• Data supplied:
--*--
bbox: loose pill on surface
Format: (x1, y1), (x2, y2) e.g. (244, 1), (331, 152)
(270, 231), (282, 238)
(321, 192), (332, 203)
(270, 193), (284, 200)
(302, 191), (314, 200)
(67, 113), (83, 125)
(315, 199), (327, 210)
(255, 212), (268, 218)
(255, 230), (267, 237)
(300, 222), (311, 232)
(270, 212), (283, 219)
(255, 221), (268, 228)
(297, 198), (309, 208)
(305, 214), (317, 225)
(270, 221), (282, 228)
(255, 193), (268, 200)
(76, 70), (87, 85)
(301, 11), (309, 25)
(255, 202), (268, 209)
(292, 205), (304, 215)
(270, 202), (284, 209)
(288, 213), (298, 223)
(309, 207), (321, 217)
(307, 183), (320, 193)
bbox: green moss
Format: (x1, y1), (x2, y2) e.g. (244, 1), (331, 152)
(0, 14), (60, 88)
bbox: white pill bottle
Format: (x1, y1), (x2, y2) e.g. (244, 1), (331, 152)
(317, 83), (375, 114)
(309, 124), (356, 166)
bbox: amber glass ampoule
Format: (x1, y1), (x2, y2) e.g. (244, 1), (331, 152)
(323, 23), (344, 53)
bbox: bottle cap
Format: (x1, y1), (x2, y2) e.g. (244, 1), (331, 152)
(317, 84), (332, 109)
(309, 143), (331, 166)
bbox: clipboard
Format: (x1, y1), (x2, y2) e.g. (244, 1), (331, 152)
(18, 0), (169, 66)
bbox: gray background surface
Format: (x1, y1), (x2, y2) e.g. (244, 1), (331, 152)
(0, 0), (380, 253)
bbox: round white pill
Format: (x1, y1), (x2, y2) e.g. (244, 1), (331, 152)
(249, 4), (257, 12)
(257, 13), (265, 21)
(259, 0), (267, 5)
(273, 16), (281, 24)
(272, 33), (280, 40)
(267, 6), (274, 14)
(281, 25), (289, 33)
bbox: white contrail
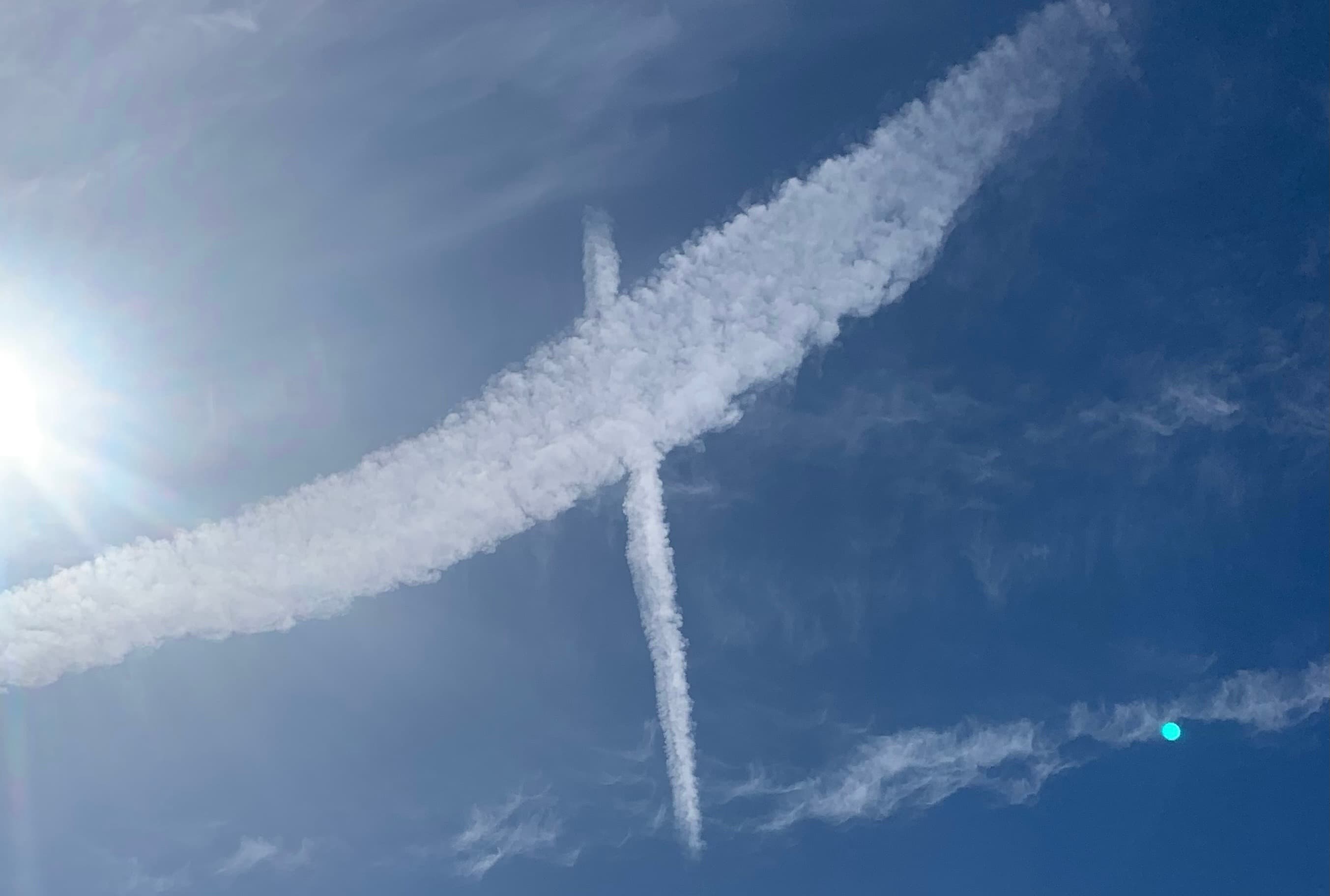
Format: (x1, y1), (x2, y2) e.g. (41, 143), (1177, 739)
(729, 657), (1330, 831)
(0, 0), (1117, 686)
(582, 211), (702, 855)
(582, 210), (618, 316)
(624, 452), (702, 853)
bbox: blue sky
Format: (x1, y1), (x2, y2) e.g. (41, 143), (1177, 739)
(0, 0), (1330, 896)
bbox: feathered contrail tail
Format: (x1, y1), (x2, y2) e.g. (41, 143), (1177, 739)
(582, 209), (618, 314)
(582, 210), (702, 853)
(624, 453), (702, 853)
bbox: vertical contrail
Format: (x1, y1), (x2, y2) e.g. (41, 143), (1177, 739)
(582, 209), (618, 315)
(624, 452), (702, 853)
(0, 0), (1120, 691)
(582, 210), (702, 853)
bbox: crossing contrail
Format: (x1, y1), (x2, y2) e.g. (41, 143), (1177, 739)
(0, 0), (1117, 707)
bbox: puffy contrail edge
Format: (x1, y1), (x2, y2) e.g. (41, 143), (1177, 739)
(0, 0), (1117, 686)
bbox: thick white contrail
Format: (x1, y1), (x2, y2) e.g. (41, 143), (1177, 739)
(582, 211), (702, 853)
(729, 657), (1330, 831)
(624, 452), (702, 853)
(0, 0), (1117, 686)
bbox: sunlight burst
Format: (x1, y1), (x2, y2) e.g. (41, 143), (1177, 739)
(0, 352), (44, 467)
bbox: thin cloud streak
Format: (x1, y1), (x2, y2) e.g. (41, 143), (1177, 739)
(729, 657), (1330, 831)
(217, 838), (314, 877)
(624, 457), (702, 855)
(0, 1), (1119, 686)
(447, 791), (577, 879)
--*--
• What to work on:
Find every line in the records above that contains the string "contrail", matching case exactly, and copy each one.

• Written response:
bbox: white contrail
bbox: feathered contrail tail
bbox: vertical contrail
bbox: crossing contrail
bbox: puffy contrail edge
bbox: thick white contrail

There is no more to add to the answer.